DESCRIPTION OF THE TASK:
Which lines in the items below contain the word "denim"? Show each such line in full, counting only matches with the same capitalization.

DATA FOR THIS EXERCISE:
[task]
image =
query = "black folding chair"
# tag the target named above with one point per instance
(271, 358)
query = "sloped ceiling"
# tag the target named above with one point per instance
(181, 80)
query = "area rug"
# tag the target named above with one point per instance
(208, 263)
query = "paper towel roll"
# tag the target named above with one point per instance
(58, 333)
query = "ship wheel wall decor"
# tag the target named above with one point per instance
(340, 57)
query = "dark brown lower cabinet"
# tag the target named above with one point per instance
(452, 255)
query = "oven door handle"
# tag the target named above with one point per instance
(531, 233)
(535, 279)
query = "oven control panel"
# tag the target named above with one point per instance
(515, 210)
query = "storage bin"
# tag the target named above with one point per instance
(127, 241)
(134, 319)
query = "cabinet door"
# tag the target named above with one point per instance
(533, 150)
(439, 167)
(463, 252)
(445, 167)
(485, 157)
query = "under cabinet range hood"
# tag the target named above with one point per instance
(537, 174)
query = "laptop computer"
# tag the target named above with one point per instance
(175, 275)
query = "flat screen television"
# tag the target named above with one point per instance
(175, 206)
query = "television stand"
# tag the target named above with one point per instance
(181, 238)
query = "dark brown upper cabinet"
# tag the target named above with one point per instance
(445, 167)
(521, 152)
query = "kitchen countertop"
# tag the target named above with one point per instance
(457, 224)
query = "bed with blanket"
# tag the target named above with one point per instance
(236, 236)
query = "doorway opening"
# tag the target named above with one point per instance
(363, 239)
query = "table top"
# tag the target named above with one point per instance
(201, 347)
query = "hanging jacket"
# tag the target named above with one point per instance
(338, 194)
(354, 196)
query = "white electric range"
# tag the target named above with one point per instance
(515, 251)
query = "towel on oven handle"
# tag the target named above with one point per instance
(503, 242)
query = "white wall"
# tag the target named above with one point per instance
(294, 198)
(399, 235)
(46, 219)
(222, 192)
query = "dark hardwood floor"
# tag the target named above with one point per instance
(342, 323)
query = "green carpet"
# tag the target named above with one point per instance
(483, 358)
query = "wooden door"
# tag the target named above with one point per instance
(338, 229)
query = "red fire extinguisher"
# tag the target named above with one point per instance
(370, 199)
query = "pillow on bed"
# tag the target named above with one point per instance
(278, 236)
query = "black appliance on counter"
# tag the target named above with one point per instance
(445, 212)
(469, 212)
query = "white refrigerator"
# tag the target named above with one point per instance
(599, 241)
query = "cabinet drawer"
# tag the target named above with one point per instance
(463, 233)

* * *

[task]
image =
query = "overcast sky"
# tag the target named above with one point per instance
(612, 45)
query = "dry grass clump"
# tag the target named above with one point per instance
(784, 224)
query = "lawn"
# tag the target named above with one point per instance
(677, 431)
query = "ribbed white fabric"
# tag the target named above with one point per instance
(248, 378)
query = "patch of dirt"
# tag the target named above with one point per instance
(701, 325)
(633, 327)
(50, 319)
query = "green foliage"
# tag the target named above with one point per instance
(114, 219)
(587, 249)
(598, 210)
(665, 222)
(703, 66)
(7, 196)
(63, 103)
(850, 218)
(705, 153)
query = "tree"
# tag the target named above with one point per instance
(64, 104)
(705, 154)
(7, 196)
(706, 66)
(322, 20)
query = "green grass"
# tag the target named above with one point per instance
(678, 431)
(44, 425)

==

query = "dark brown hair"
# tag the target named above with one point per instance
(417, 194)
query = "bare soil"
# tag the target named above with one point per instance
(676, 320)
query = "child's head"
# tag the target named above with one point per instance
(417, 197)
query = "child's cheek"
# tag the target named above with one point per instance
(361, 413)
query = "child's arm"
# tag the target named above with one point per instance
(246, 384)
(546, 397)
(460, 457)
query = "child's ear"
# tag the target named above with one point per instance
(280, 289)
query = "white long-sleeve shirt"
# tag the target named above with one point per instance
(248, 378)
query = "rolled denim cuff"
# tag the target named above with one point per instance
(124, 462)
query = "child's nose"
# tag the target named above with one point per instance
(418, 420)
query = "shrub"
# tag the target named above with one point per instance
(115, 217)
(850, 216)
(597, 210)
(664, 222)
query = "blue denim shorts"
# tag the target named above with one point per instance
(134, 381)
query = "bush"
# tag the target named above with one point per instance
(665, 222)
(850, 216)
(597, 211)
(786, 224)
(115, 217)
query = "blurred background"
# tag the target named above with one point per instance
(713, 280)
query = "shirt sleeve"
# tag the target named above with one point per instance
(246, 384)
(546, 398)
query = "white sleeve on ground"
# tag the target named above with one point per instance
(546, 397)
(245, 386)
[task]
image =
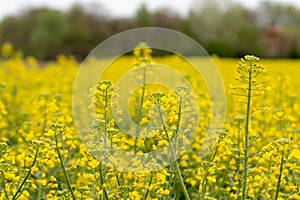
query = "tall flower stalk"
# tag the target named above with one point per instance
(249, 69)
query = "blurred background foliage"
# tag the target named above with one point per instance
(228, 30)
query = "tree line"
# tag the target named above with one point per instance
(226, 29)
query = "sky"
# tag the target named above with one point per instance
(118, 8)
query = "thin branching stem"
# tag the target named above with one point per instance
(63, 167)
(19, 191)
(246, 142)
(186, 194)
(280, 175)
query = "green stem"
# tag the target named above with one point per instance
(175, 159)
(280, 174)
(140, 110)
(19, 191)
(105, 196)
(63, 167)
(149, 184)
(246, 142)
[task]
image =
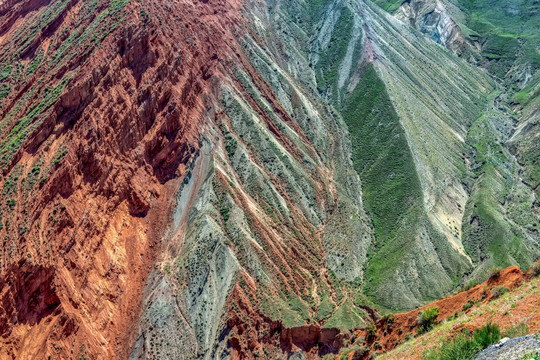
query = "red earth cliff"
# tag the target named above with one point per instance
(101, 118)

PROBLEM SOLUTION:
query = "rolled denim cuff"
query = "blue denim shorts"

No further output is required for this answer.